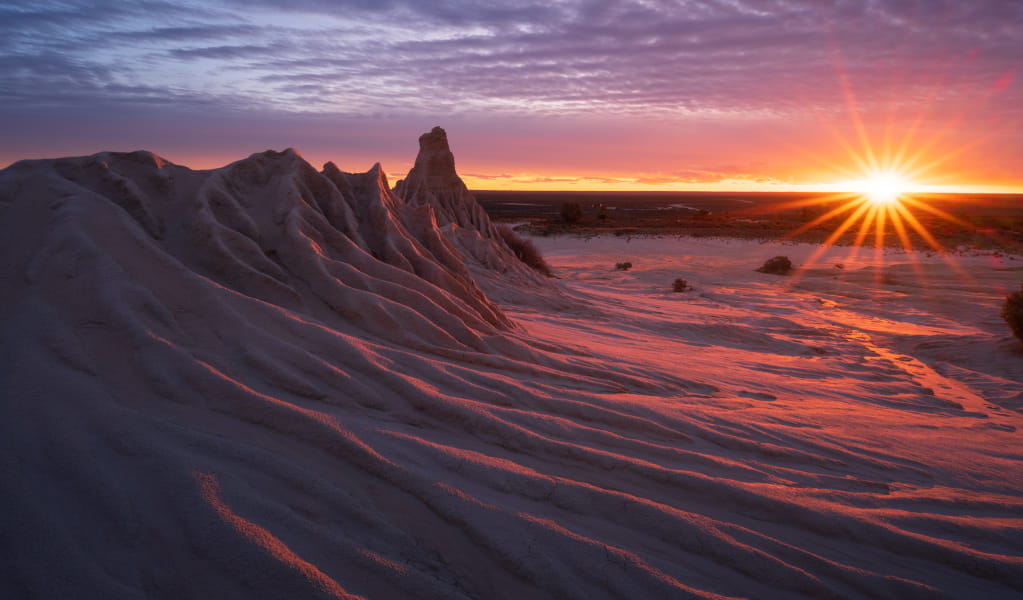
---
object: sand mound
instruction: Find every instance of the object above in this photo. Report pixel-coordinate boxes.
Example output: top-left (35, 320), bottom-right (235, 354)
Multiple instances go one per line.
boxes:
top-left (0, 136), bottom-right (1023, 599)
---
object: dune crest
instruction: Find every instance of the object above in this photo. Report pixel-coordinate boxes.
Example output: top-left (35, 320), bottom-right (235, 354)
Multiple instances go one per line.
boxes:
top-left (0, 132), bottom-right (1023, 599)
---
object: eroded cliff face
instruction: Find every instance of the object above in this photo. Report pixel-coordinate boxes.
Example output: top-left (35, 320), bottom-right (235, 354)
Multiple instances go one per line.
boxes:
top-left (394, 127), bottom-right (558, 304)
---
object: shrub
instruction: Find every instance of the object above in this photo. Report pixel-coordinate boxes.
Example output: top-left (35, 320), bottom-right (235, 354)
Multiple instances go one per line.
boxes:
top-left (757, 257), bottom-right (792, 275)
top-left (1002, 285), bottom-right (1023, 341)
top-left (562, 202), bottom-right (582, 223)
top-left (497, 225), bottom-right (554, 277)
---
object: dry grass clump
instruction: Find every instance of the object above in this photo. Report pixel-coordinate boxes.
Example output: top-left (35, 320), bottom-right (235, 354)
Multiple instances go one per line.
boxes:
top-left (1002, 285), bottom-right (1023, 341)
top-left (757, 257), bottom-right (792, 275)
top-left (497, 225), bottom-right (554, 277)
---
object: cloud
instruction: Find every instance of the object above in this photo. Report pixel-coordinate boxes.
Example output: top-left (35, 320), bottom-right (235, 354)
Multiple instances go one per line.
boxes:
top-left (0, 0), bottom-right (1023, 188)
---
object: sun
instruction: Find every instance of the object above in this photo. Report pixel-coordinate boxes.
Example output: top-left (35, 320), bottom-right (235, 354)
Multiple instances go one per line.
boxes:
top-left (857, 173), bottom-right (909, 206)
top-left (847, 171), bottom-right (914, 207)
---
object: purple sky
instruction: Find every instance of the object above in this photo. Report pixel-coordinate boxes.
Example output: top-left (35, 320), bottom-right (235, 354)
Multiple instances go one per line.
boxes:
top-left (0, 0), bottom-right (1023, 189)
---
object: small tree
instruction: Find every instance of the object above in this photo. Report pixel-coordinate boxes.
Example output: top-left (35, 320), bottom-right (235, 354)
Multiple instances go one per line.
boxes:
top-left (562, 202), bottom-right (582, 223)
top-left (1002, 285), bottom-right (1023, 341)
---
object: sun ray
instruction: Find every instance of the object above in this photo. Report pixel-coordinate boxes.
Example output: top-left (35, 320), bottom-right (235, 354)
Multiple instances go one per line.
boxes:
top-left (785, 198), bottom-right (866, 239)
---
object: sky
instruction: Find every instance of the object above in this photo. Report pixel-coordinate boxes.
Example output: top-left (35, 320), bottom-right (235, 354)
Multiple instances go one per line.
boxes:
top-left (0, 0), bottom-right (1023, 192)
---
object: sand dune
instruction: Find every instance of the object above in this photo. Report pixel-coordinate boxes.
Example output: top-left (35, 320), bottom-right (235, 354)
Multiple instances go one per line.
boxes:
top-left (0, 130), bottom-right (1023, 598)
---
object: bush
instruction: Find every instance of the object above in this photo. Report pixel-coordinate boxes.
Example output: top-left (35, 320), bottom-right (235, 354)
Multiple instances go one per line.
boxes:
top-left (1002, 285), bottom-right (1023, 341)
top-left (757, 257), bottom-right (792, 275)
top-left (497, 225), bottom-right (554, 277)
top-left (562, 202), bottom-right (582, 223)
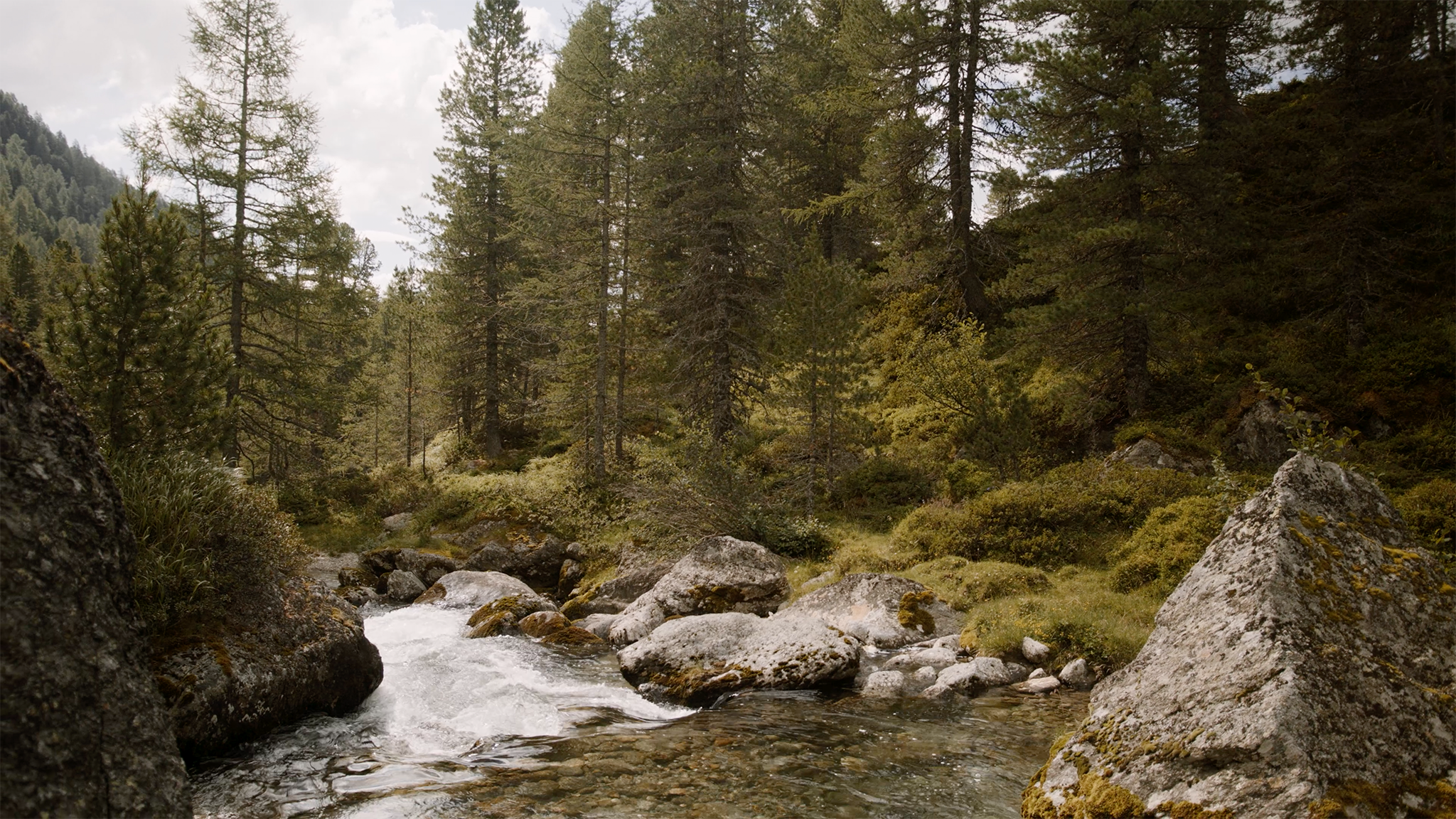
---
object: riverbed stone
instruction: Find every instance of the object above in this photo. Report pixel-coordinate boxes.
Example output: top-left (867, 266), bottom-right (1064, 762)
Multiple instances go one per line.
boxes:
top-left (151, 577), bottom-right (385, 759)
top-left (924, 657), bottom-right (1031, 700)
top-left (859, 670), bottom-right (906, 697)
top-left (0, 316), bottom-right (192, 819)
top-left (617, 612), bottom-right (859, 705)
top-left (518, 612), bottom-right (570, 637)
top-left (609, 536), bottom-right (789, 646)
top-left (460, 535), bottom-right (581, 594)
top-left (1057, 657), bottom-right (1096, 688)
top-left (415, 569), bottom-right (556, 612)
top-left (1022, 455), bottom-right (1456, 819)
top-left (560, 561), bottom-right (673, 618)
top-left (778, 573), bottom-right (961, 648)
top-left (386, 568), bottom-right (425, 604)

# # # # #

Can you rewrite the listing, changing every "pixel-coordinate boxes" to "bounding boxes in pixel coordinates" and keeping everything else as it is, but without the pictures?

---
object: sand mound
instruction: Find every instance of the object above in this photo. Report bounding boxes in pixel coordinates.
Example output: top-left (35, 320), bottom-right (235, 354)
Multiple instances go one per line.
boxes:
top-left (0, 136), bottom-right (1023, 599)
---
object: dune crest
instruction: Find every instance of the object above in this photo. Report bounding boxes in pixel coordinates.
Example output: top-left (35, 320), bottom-right (235, 354)
Multiple instances go one per line.
boxes:
top-left (0, 132), bottom-right (1023, 599)
---
object: eroded cliff face
instruction: Find every instance of the object above in this photo. Report bounding boxes in pixel coordinates.
Example output: top-left (35, 320), bottom-right (235, 354)
Multiple instances go one per line.
boxes:
top-left (394, 127), bottom-right (558, 304)
---
object: shrub
instruction: Find every instance of the object above in this photo. Report bounding boxes in pixel coordinates.
Example output: top-left (35, 320), bottom-right (235, 354)
Multiple instances go one per line.
boxes:
top-left (757, 257), bottom-right (792, 275)
top-left (1002, 285), bottom-right (1023, 341)
top-left (562, 202), bottom-right (582, 223)
top-left (497, 225), bottom-right (554, 277)
---
object: dry grass clump
instruction: Find every instance of the object above in this photo. Report bounding boxes in pixel coordinates.
Example output: top-left (35, 320), bottom-right (235, 354)
Multiple instances go one per line.
boxes:
top-left (1002, 285), bottom-right (1023, 341)
top-left (757, 257), bottom-right (792, 275)
top-left (497, 225), bottom-right (554, 277)
---
object: cloud
instruction: Find every instance of the object above in this photo. Report bounding boxes in pixel coordinates.
Example output: top-left (35, 320), bottom-right (235, 354)
Multiple instances go one per line.
boxes:
top-left (0, 0), bottom-right (1023, 188)
---
object: sun
instruction: Find every instance of the object above in this photo. Report bounding boxes in pixel coordinates.
Example output: top-left (35, 320), bottom-right (235, 354)
Multiple instances go one per line.
boxes:
top-left (857, 173), bottom-right (909, 206)
top-left (847, 171), bottom-right (914, 207)
---
object: purple sky
instruction: Find every instance of the object above in this photo. Report bounding boxes in pixel coordinates.
Example output: top-left (35, 320), bottom-right (235, 354)
Multiple instances go one per line.
boxes:
top-left (0, 0), bottom-right (1023, 189)
---
object: small tree
instruction: Find every instance of the object above in this photo. Report bounding boxes in pixel coordinates.
Example output: top-left (35, 320), bottom-right (235, 354)
Multiple instances go one per line.
boxes:
top-left (562, 202), bottom-right (582, 223)
top-left (1002, 285), bottom-right (1023, 341)
---
object: sun ray
instruction: Find every instance of the object above in this photo. Report bounding boxes in pixel coordinates.
Example output: top-left (35, 320), bottom-right (235, 354)
Multiple instances go one per line.
boxes:
top-left (785, 198), bottom-right (866, 239)
---
object: sky
instruction: Find every instance of the object above in this photo. Report bounding boxes in pixel coordinates.
Example output: top-left (35, 320), bottom-right (235, 354)
Multiple instances go one per line.
boxes:
top-left (0, 0), bottom-right (1023, 192)
---
object: sand dune
instruction: Find every instance of the object above in this photo. Report bounding boxes in pixel coordinates.
Example output: top-left (35, 320), bottom-right (235, 354)
Multiple instances go one per line.
boxes:
top-left (0, 130), bottom-right (1023, 598)
---
object: bush
instruction: Find every instance of the object above in this photo. Report bounding boxes in pixel coordinates.
Example output: top-left (35, 320), bottom-right (235, 354)
Multiple instances go one per line.
boxes:
top-left (1002, 285), bottom-right (1023, 341)
top-left (757, 257), bottom-right (792, 275)
top-left (497, 225), bottom-right (554, 277)
top-left (562, 202), bottom-right (582, 223)
---
object: riverbed stone
instruction: Find every instance of the object above in this photo. Report bounding boxes in pixel coordinates.
Example output: top-left (867, 266), bottom-right (1064, 762)
Multiple instances go one per line.
boxes:
top-left (151, 577), bottom-right (385, 759)
top-left (924, 657), bottom-right (1031, 700)
top-left (859, 670), bottom-right (906, 697)
top-left (0, 316), bottom-right (192, 819)
top-left (617, 612), bottom-right (859, 705)
top-left (518, 612), bottom-right (570, 637)
top-left (609, 536), bottom-right (789, 646)
top-left (460, 535), bottom-right (581, 594)
top-left (1057, 657), bottom-right (1096, 688)
top-left (415, 569), bottom-right (556, 612)
top-left (1022, 455), bottom-right (1456, 819)
top-left (560, 561), bottom-right (673, 618)
top-left (778, 573), bottom-right (961, 648)
top-left (386, 568), bottom-right (425, 604)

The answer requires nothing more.